Saved entries

Content starts

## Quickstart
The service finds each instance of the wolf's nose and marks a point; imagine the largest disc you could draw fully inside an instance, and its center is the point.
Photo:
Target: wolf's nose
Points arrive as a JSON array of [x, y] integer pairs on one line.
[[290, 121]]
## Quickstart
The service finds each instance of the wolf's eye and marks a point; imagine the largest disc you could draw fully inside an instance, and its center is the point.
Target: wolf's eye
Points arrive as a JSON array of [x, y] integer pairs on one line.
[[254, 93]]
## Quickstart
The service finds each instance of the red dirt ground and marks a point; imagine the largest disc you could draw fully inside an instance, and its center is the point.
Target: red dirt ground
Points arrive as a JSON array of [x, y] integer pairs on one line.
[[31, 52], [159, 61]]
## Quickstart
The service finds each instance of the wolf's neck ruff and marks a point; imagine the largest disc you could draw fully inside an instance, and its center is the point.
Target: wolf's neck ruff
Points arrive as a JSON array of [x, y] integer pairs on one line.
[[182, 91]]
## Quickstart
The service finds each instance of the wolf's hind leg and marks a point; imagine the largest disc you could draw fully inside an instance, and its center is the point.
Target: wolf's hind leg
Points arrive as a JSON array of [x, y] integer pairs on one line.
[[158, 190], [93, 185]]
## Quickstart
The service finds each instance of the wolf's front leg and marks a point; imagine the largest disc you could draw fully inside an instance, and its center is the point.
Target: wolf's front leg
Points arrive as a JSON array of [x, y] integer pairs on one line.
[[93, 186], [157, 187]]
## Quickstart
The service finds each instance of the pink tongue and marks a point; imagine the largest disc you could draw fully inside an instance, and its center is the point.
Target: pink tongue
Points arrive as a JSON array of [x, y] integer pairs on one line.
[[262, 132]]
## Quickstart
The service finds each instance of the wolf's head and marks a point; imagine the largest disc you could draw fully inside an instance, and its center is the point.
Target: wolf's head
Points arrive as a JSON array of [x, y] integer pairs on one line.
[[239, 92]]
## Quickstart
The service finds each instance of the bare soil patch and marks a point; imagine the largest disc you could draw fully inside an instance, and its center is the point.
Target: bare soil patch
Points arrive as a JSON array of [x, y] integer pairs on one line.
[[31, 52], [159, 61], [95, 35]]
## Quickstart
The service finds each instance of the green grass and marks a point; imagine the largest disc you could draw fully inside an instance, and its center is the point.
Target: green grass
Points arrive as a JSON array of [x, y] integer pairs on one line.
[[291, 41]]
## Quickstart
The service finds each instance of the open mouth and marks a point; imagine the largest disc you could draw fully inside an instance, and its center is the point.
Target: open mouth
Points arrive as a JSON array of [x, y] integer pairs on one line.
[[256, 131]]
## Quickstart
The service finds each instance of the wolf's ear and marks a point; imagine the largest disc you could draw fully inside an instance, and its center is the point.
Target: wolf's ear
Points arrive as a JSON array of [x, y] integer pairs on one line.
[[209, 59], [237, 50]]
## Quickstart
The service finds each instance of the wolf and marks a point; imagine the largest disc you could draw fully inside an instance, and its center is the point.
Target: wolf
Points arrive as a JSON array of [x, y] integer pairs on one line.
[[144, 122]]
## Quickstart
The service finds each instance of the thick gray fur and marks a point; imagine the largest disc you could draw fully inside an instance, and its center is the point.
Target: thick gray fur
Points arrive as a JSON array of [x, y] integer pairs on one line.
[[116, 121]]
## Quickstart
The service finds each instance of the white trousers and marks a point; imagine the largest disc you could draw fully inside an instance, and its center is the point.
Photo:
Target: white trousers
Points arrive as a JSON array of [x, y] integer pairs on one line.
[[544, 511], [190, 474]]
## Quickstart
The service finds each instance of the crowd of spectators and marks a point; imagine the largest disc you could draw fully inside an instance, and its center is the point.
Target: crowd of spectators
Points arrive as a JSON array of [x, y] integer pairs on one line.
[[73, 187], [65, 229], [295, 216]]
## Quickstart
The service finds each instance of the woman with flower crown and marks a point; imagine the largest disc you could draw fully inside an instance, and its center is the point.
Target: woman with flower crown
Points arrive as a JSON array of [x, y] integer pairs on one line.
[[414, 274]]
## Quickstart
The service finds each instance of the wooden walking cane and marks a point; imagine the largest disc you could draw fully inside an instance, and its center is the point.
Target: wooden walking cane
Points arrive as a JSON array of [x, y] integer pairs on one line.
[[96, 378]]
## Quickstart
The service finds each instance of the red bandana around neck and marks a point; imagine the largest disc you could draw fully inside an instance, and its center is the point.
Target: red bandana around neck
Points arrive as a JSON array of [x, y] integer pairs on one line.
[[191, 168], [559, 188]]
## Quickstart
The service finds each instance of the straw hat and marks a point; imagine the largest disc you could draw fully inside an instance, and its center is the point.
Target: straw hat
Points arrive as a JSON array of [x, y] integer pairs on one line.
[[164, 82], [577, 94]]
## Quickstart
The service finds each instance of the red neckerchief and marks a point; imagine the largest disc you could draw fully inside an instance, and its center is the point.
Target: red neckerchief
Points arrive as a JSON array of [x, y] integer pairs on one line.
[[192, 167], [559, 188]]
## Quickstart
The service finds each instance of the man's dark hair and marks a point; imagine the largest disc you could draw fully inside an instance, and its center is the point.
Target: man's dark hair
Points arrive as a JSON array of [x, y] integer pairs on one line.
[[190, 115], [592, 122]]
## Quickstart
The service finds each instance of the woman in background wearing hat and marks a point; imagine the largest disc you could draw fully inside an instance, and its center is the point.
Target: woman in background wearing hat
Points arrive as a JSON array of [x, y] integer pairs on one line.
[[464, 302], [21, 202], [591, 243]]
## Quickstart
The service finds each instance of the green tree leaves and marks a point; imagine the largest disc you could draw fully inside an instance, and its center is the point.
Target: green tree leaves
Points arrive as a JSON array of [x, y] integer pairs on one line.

Content ends

→ WHAT THE EXERCISE ASKS: Your reply must be the entries above, returned word for word.

→ EXERCISE RESPONSE:
## Quickstart
The service finds each instance of the wolf's nose and marks a point; imagine the largest disc you could draw fully inside an instance, and its center is the point.
Photo:
Target: wolf's nose
Points arrive as a JSON array of [x, y] integer pairs on one line.
[[290, 121]]
## Quickstart
The service finds each instance of the wolf's eye and marks a point; imagine the largest disc you could draw fully inside an instance, and its center is the point.
Target: wolf's eye
Points arrive as a JSON array of [x, y] integer pairs on one line.
[[254, 93]]
## Quickstart
The service finds each instance of the red dirt ground and marks a point; imagine the largest disc you could draw fully inside an instance, and its center is the point.
Target: red dirt ground
Points arrive as a JSON array of [x, y] integer pairs on one line.
[[31, 52], [159, 61]]
## Quickstart
The service finds each instance of the wolf's neck ruff and marks a point; imagine the largest disc you could draw fully inside an instance, and its center is the point.
Target: wolf's neck ruff
Points arrive as a JSON array of [x, y] integer pairs on one line.
[[182, 91]]
## Quickstart
The service finds each instance of the wolf's hind leg and marks a point; imagine the largest disc you could draw fully inside an instance, and its center is the point.
Target: wolf's hind leg
Points arrive as a JSON array of [x, y] integer pairs on one line.
[[158, 190], [93, 185]]
## Quickstart
The service finds each instance of the wolf's front leg and marks a point; imagine the largest disc you could draw fully inside an instance, and its center is the point.
Target: wolf's front leg
Points arrive as a JSON array of [x, y] integer pairs on one line.
[[93, 186], [157, 187]]
## Quickstart
The service finds each instance of the pink tongue and marks a point; imagine the largest disc you could draw fully inside an instance, and its center is the point.
Target: pink tongue
Points arrive as a JSON array of [x, y] integer pairs on one line.
[[262, 132]]
## Quickstart
The service finds each instance of the wolf's head and marks a point; imagine the largest disc you could draw fully inside an instance, and its center is the point.
Target: wolf's head
Points arrive as a JSON array of [x, y] integer pairs on one line.
[[239, 92]]
## Quickstart
The service finds each instance of the bare soil patch and marks a point; imagine the largest disc you could draw fully inside an instance, and its center is the point.
Target: bare soil patch
Points arrive as a JSON array of [x, y] integer pairs on one line.
[[31, 52], [159, 61], [95, 35]]
## Quickstart
The service finds each instance of the green grass and marks a point; imagine the largest disc you could draw fully inside an instance, and its center is the point.
Target: green grass
Points arrive as a JSON array of [x, y] integer pairs on one line.
[[291, 41]]
## Quickstart
The service finds each instance of the open mouth and marks a point; imagine the largest disc you could draw fully inside an instance, and its center is the point.
Target: open mouth
Points arrive as a JSON array of [x, y] integer pairs on one line.
[[256, 131]]
## Quickstart
The service finds each instance of the wolf's ear and marks a point; imagine the largest disc you could draw fully inside an instance, and its center is the point.
Target: wolf's ear
Points arrive as a JSON array of [x, y] integer pairs on one line.
[[209, 59], [237, 50]]
## Quickstart
The service finds each instance of the wolf and marks a point; imagine the largest disc you could draw fully inside an instance, and its center is the point.
Target: wolf
Points arrive as a JSON array of [x, y] integer pairs on one line.
[[144, 122]]
## Quickstart
The service finds each instance of the thick gray fur and marks a point; imagine the largest disc you could draw fully inside an instance, and its center is the point.
Target: thick gray fur
Points arrive as a JSON array of [x, y] integer pairs on one line.
[[116, 121]]
## Quickstart
The service finds each instance of the white trousers and marks a point; imagine the largest disc you could draw fully inside an instance, and its center is the point.
Photo:
Target: white trousers
Points arrive as a JSON array of [x, y] integer pairs on one line.
[[544, 511], [190, 474]]
## Quickstart
The service finds each instance of the crowd of spectators and marks a point; imagine the largest disc you could draw fully inside an instance, and its center is the point.
Target: crowd of spectators
Points arrive as a JSON array of [x, y] integer pairs on one line.
[[73, 187], [65, 229], [295, 216]]
## Quickstart
The service finds each instance of the woman with flower crown and marks a point; imagine the largest disc you could draw fully inside an instance, and its center is the point.
Target: woman with flower crown
Points arrive as a JSON array of [x, y] integer pairs on one line.
[[414, 274]]
## Quickstart
The service finds each instance of the wooden walking cane and marks a point; imagine the largest disc you could draw fully inside an instance, and its center is the point.
Target: wooden walking cane
Points arrive as a JSON array of [x, y] integer pairs on one line.
[[96, 378]]
## Quickstart
The service finds each instance of the red bandana around neck and marks a point; imagine the largest disc you could draw fully inside an instance, and its center is the point.
Target: red bandana around neck
Points arrive as a JSON array of [x, y] integer pairs on one line.
[[191, 168], [559, 188]]
## Quickstart
The service finds each instance of the straw hat and marks a point; imagine the largest disc you could draw fully inside an instance, and its center is the point.
Target: straw hat
Points arrive as a JSON array of [x, y] integer pairs on one line.
[[164, 82], [577, 94]]
## Quickstart
The service finds each instance of the red neckerchief and marks a point; imagine the largest disc you could draw fully inside an instance, and its center is the point.
Target: red neckerchief
Points arrive as a JSON array of [x, y] integer pairs on one line.
[[192, 167], [559, 188]]
## Quickstart
The service finds each instance of the man's dark hair and marks a point; imagine the largest disc you could draw fully inside an instance, and its center is the point.
Target: man's dark hair
Points arrive as a JSON array of [x, y] integer pairs on one line.
[[190, 115], [592, 122]]
## Quickstart
The service finds each instance of the woman in background wearing hat and marks a point; imagine the largest disc you could draw fully inside an instance, and its center is the point.
Target: woman in background wearing hat
Points arrive as a JSON array of [x, y] integer pairs on one line.
[[464, 302], [21, 202], [591, 243]]
## Quickstart
The service finds each instance of the green tree leaves and marks a point; imagine the largest disc you could draw fully inside an instance, and its center is the point.
Target: green tree leaves
Points arrive as a JSON array of [x, y] integer pairs on one line.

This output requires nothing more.